Write out the lines of the entries from the one containing "Expected behaviour: for every instance of the umbrella" through the one containing "x=167 y=153", both included, copying each character unchanged.

Position identification records:
———
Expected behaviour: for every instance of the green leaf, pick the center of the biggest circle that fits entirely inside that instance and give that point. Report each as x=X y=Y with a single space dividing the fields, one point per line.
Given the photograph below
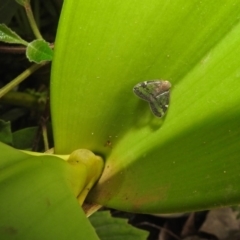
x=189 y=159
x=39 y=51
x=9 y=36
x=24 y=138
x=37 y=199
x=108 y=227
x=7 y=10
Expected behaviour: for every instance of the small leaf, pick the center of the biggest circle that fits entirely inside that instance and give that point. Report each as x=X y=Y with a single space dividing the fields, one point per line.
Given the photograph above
———
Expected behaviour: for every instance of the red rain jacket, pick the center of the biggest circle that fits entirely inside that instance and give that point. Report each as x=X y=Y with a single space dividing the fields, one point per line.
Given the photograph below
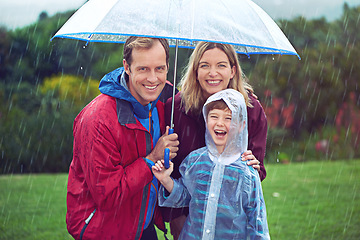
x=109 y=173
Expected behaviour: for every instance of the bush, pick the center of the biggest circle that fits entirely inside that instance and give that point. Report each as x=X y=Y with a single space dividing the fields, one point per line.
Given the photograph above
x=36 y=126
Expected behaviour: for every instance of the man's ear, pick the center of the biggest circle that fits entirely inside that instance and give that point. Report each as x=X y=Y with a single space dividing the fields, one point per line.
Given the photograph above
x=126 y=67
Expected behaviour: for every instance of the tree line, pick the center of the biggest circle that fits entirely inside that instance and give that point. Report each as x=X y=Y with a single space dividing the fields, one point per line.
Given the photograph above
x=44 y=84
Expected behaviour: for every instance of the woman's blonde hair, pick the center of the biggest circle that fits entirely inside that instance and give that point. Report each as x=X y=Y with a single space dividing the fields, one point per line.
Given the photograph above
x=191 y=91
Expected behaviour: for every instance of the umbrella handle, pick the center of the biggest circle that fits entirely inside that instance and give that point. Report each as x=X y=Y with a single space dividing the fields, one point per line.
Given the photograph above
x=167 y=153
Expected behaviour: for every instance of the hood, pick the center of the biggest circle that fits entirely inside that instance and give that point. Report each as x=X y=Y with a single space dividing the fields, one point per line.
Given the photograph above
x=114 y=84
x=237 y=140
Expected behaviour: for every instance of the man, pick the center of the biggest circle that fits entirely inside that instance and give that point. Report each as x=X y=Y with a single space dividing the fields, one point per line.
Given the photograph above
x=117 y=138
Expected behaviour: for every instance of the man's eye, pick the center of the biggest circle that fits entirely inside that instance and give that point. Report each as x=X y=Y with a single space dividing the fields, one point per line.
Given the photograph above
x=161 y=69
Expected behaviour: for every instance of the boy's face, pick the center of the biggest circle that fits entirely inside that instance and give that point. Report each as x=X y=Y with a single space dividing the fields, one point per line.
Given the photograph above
———
Complete output:
Expected behaviour: for every instance of the umbrella handle, pick the center of the biggest circle that fits entirely inside that instance and give that point. Report each as x=X y=Y with a single space dividing the fields, one point per line.
Given the photograph above
x=167 y=153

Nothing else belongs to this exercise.